• _Textauszug_:
"""
Ich glaube, Bischof Stecher hat Recht. Der moderne Mensch steht in der Gefahr, dauernd Eindrücke in sich aufzunehmen, die Seele aber kommt nicht nach, sie zu verarbeiten. Was halten wir alles auf Handys fest, legen ganze Erinnerungsarchive an – und trotzdem ist eine echte Erinnerungskultur, die von Höhepunkten des Lebens oder überstandenen Tiefpunkten gespeist wird, verloren gegangen. Wir haben gelernt, auf Festplatten Dateien und Wissen zu speichern, aber ob wir all diese Informationen überhaupt noch bewältigen, geschweige denn verarbeiten können, das steht auf einem ganz anderen Blatt.

Die Seele des modernen Menschen scheint zäher und widerstandsfähiger, die vielen Informationen auszuhalten oder scheint geschickt im Verdrängen zu sein. Aber ob wir uns auf Dauer da nicht täuschen? Ob wir uns dadurch nicht um eine echte Qualität von Leben bringen? Ob der moderne Mensch überhaupt noch die Kostbarkeit von Erlebnissen spüren und auskosten kann, wenn er sie unbearbeitet stehen lässt und schon wieder auf etwas Neues schielt? Da kann sich kein Nachklang entwickeln, da klingt der Ton des Erlebten nicht mehr nach.
"""
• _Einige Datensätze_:
"""
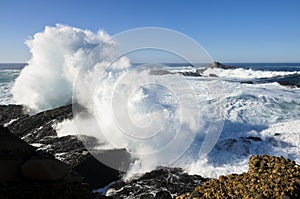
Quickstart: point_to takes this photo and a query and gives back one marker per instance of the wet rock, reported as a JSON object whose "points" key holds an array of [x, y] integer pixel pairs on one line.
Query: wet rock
{"points": [[160, 72], [267, 177], [247, 82], [13, 152], [190, 73], [219, 65], [98, 171], [10, 112], [213, 75], [162, 182], [163, 195], [44, 169]]}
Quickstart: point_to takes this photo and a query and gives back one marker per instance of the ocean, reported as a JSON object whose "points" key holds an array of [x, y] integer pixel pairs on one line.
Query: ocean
{"points": [[258, 115]]}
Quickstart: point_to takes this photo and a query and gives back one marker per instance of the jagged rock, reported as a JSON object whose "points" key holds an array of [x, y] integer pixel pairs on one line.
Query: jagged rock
{"points": [[38, 126], [163, 195], [161, 182], [10, 112], [213, 75], [44, 169], [13, 152], [160, 72], [247, 82], [37, 130], [219, 65], [267, 177], [190, 73], [19, 160], [97, 173]]}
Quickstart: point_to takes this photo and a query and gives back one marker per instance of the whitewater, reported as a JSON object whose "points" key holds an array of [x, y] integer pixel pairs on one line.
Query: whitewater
{"points": [[208, 125]]}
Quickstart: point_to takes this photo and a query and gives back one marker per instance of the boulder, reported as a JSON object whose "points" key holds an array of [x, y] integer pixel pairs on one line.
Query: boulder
{"points": [[13, 152], [44, 169], [97, 169], [219, 65]]}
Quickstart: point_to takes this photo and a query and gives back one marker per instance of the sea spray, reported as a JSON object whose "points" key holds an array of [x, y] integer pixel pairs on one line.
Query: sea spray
{"points": [[155, 118]]}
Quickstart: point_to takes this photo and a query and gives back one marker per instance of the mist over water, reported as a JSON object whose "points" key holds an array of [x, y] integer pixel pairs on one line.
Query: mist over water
{"points": [[161, 120]]}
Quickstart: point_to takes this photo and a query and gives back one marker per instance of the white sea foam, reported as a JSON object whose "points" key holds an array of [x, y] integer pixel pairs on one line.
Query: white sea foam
{"points": [[127, 107], [242, 73]]}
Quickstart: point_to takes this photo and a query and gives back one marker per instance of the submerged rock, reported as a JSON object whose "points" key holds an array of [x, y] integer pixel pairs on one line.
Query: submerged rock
{"points": [[44, 169], [267, 177], [26, 173], [160, 183], [219, 65]]}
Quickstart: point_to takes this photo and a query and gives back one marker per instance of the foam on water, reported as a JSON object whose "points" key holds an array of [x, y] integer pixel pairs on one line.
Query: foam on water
{"points": [[123, 100], [242, 73]]}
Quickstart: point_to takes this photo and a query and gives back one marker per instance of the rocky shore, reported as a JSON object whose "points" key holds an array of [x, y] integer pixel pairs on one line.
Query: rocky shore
{"points": [[36, 163]]}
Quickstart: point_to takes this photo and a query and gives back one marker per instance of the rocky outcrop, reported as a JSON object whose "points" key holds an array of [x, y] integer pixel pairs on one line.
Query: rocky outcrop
{"points": [[267, 177], [160, 183], [219, 65], [26, 173], [37, 130]]}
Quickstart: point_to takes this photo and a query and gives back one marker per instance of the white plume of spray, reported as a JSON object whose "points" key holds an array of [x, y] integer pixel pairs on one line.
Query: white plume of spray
{"points": [[58, 54], [69, 63]]}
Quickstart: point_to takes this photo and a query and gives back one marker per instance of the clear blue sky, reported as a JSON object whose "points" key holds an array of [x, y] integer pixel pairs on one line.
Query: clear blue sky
{"points": [[231, 31]]}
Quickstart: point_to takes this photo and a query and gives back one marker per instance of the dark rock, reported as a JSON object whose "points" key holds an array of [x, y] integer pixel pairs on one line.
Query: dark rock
{"points": [[290, 84], [247, 82], [267, 177], [190, 73], [44, 169], [10, 112], [97, 173], [163, 195], [213, 75], [13, 152], [219, 65], [28, 125], [162, 181], [160, 72], [253, 138]]}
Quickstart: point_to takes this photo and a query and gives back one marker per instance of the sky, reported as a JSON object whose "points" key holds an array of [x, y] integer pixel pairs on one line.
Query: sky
{"points": [[229, 30]]}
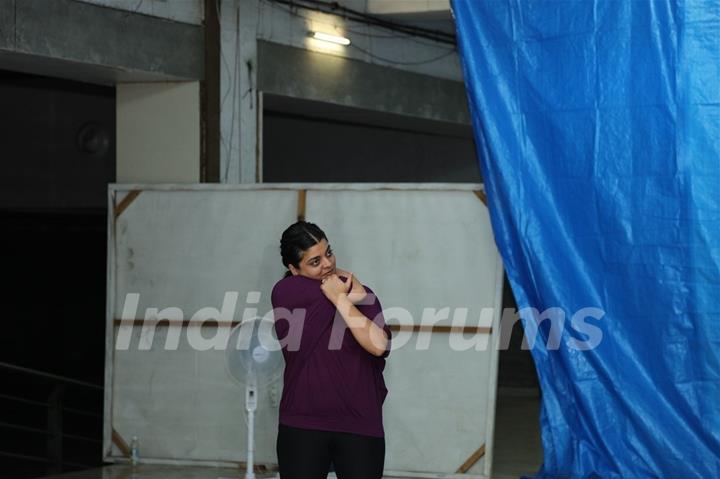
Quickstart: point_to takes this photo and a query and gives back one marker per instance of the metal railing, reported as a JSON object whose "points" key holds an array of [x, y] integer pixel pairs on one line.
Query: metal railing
{"points": [[54, 408]]}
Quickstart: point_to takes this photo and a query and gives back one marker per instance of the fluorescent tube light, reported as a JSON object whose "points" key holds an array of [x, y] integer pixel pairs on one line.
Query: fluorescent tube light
{"points": [[326, 37]]}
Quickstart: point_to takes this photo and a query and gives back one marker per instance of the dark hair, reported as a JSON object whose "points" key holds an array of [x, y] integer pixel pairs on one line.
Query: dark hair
{"points": [[297, 238]]}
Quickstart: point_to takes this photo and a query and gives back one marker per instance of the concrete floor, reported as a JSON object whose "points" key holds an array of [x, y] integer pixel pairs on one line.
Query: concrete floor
{"points": [[517, 452]]}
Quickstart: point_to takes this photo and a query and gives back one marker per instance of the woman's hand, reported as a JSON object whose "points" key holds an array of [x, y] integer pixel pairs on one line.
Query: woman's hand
{"points": [[333, 287], [357, 292]]}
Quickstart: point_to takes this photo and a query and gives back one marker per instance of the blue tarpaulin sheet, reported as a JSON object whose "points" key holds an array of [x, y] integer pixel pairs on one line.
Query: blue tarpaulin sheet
{"points": [[598, 132]]}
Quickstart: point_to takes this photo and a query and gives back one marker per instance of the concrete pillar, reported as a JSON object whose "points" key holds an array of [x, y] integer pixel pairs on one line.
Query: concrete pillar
{"points": [[238, 86]]}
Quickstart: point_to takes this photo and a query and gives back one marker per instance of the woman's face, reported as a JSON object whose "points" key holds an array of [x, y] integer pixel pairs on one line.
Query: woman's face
{"points": [[317, 262]]}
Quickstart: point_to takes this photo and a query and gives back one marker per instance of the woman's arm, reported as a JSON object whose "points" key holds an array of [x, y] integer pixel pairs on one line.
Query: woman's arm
{"points": [[368, 334], [357, 292]]}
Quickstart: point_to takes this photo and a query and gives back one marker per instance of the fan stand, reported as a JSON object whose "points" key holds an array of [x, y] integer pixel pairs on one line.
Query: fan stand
{"points": [[250, 407]]}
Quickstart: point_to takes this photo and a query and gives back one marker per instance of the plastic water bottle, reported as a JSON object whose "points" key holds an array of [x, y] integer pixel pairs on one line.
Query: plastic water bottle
{"points": [[135, 451]]}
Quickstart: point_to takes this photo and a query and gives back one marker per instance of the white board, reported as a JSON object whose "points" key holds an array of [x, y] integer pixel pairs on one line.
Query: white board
"""
• _Zu erledigen_:
A. Welchem Bischof gibt der Textauszug recht?
B. Bearbeite die Datensätze vom Anfang bis einschließlich der Zeile mit „Query: wet rock“: Ersetze „wet rock“ durch „slick rock“ und lass alles andere unverändert. Gib nur diesen Abschnitt aus und lass die Bilder weg.

• _Ergebnisse nacheinander_:
A. Bischof Stecher.

B.
Quickstart: point_to takes this photo and a query and gives back one marker per instance of the slick rock, reported as a JSON object whose "points" key holds an array of [x, y] integer pixel pairs on one line.
Query: slick rock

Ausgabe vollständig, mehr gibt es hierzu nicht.